_AIM OF THE TASK_
The lines you need are those holding the word "below"; pull them from the material.

_DATA SUPPLIED_
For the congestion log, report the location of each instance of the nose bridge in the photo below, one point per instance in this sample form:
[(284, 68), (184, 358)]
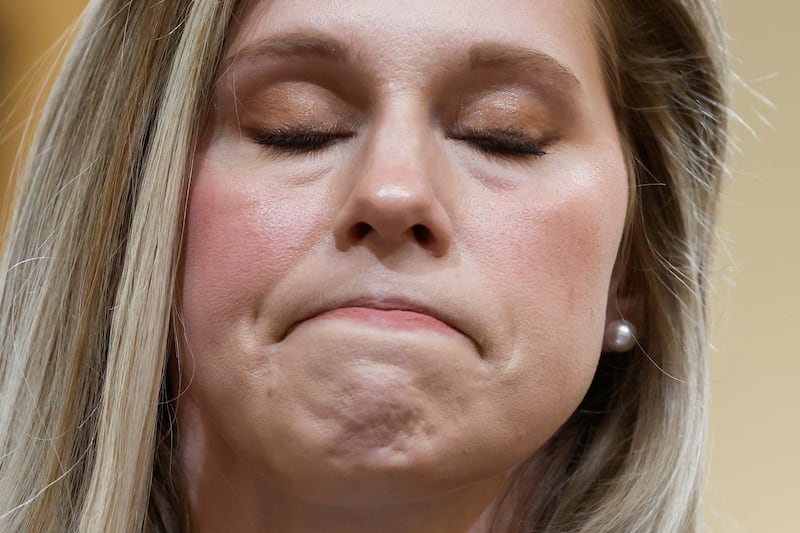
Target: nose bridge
[(396, 187)]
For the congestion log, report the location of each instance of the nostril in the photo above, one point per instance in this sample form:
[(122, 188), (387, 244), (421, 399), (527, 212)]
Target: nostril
[(361, 230), (421, 233)]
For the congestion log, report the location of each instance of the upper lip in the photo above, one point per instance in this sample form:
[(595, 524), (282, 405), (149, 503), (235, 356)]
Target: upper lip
[(387, 304)]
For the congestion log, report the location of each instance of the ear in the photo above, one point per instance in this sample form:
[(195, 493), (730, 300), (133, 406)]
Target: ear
[(623, 303)]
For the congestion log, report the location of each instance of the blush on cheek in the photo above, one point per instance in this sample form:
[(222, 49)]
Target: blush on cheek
[(242, 235)]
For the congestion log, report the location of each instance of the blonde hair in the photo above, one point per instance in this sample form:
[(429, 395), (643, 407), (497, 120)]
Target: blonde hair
[(92, 255)]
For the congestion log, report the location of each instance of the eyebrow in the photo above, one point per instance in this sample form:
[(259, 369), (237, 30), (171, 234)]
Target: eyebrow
[(493, 55), (291, 45), (485, 55)]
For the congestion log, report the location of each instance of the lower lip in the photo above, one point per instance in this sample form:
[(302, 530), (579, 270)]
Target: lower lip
[(389, 318)]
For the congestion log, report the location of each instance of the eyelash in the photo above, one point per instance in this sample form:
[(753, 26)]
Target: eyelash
[(502, 144), (301, 141)]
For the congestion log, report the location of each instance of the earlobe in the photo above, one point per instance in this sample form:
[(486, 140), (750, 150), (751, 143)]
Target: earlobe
[(622, 316), (620, 337)]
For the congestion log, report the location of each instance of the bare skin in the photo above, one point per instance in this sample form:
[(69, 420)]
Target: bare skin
[(400, 248)]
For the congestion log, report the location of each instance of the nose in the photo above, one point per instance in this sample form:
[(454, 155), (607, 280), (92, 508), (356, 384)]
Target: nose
[(393, 202)]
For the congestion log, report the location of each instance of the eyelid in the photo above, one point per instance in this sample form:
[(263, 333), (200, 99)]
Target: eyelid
[(506, 143)]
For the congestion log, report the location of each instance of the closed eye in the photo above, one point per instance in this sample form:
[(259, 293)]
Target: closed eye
[(299, 140), (503, 143)]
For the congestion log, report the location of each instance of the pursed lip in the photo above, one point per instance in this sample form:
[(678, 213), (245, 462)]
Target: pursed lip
[(385, 304)]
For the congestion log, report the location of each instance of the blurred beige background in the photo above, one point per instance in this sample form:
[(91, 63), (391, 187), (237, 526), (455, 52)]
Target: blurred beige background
[(755, 430)]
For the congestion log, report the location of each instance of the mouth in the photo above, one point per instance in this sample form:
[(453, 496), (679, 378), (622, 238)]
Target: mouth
[(391, 314)]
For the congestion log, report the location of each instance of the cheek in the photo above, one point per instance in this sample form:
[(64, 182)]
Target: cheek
[(241, 238), (552, 253)]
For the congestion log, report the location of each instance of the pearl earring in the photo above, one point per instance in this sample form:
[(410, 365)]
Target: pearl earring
[(620, 336)]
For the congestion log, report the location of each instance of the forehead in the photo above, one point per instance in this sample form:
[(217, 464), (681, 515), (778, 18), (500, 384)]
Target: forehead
[(403, 39)]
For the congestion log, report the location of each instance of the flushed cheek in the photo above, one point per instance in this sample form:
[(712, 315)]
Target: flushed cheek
[(241, 238), (550, 253)]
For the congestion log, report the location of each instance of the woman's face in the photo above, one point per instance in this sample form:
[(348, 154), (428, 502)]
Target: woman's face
[(402, 227)]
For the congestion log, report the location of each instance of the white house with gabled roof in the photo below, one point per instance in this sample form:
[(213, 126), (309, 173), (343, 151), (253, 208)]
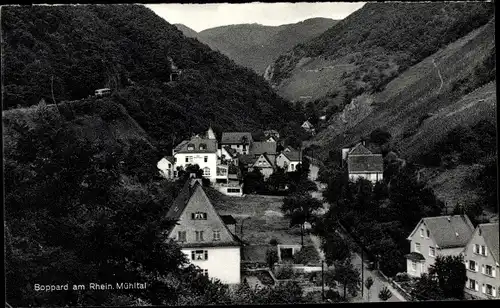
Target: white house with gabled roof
[(433, 236), (203, 236)]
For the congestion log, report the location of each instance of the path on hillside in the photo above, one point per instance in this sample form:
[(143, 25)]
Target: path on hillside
[(439, 73), (379, 282)]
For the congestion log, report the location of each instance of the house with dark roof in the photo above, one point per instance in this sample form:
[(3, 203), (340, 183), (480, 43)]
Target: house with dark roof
[(288, 160), (264, 147), (203, 236), (264, 164), (240, 141), (482, 258), (362, 163), (433, 236)]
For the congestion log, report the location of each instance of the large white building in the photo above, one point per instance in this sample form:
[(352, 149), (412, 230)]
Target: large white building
[(434, 236), (203, 235)]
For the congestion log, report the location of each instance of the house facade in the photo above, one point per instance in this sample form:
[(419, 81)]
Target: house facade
[(239, 141), (288, 160), (433, 236), (362, 163), (203, 236), (481, 257), (198, 151)]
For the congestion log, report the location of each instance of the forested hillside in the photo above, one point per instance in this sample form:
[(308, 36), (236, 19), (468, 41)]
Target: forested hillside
[(372, 46), (256, 46), (82, 200), (439, 114)]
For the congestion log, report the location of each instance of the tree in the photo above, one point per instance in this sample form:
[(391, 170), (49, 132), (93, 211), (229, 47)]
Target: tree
[(347, 276), (427, 288), (368, 285), (384, 294), (271, 257), (300, 208), (451, 274)]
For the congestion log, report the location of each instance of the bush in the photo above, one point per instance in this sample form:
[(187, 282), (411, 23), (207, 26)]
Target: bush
[(284, 272)]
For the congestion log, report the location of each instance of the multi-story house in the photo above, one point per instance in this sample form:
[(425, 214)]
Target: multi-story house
[(203, 236), (481, 257), (362, 163), (288, 160), (263, 147), (433, 236), (198, 151), (240, 141)]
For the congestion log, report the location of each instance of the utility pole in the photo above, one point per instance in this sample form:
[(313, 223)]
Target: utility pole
[(362, 272), (323, 280)]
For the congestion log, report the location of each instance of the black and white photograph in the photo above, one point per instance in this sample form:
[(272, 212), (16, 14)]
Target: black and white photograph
[(223, 153)]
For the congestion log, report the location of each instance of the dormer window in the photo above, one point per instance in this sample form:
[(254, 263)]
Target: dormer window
[(199, 216)]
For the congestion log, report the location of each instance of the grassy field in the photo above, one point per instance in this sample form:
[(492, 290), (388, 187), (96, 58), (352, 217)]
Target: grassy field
[(262, 217)]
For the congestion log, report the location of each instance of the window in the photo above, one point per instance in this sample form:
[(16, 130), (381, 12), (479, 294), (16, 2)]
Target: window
[(488, 270), (199, 216), (216, 235), (472, 284), (432, 251), (182, 236), (488, 290), (199, 255), (199, 236), (417, 247), (206, 171)]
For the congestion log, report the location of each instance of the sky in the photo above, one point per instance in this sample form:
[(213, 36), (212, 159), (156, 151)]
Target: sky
[(204, 16)]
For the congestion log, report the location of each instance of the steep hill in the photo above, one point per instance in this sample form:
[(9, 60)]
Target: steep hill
[(188, 32), (439, 112), (370, 47), (128, 48), (256, 46)]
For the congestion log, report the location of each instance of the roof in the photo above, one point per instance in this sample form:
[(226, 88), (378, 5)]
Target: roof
[(170, 159), (292, 155), (231, 151), (235, 137), (246, 159), (180, 202), (415, 256), (359, 149), (210, 146), (262, 147), (363, 163), (449, 231), (193, 191), (490, 234), (266, 158), (228, 219)]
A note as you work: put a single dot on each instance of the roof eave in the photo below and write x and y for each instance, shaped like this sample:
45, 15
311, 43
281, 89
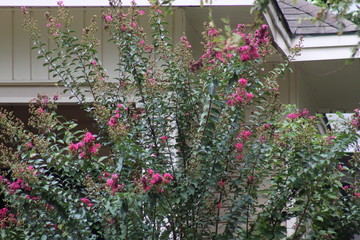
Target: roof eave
316, 47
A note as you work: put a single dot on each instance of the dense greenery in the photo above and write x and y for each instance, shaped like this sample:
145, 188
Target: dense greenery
185, 149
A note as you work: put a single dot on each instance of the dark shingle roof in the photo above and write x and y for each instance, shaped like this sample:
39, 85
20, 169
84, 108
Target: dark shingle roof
299, 15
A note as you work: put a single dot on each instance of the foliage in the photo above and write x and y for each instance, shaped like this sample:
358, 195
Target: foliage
186, 149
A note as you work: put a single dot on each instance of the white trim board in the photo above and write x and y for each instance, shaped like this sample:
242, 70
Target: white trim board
105, 3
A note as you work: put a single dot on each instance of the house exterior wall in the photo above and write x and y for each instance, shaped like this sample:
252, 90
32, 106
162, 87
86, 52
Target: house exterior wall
22, 76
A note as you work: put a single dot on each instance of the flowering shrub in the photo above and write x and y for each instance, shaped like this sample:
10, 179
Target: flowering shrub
205, 151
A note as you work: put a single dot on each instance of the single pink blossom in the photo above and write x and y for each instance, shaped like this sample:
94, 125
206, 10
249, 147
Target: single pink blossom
156, 179
29, 145
244, 135
164, 138
239, 147
112, 122
292, 115
249, 96
73, 147
93, 62
110, 182
40, 110
150, 171
88, 137
85, 200
222, 183
242, 81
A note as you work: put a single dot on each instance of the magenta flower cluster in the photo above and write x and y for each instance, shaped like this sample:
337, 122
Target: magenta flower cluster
301, 114
112, 183
86, 146
242, 138
115, 118
223, 52
356, 119
240, 95
6, 219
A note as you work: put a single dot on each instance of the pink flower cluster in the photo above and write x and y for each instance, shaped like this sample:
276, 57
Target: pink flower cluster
163, 138
243, 137
108, 18
6, 219
113, 184
154, 180
86, 146
86, 202
114, 119
184, 40
240, 96
302, 113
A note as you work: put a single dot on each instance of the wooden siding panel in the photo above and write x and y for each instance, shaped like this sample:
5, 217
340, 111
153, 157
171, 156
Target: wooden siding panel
6, 45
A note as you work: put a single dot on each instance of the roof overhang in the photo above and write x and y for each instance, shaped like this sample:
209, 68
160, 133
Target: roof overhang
315, 47
105, 3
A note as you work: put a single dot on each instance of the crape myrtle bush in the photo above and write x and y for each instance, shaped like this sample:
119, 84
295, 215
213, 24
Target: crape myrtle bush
186, 148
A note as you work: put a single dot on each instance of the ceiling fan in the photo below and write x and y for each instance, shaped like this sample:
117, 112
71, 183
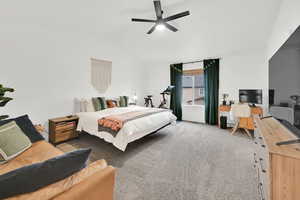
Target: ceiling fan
160, 22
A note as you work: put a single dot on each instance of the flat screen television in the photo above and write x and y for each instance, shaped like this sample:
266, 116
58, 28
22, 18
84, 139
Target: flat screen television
284, 81
250, 96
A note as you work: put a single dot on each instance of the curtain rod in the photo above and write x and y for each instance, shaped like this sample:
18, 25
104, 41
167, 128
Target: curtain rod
198, 61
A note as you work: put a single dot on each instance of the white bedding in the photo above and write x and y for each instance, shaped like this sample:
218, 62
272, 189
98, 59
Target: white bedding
131, 131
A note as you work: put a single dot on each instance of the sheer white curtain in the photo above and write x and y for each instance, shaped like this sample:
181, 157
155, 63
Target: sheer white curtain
101, 74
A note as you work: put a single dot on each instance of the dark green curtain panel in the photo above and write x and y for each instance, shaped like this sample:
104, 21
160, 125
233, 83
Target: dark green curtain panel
176, 95
211, 82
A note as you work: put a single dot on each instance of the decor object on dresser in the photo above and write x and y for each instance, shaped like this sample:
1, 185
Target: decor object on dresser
101, 74
240, 111
277, 166
4, 100
62, 129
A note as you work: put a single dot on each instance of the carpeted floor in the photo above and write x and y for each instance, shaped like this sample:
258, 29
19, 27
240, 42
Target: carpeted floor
183, 162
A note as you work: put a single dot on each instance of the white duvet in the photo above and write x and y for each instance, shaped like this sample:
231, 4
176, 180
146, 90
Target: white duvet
131, 131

_FINISHED EXERCISE_
For the congestion log, report the location of each instance of the nose bridge in the photo below, one point per instance in this sample form:
For the congestion log, report the location of each instance of the white house with gabled roof in the photo below, one point per instance in this sample form:
A note as you work: put a single dot on each instance of the roof eave in the photo below and write x and y for each instance, shaped like this sample:
A note as you work: put a single dot on each instance of the ceiling fan in the photo below and write x and y for each instance, shaped like this sample:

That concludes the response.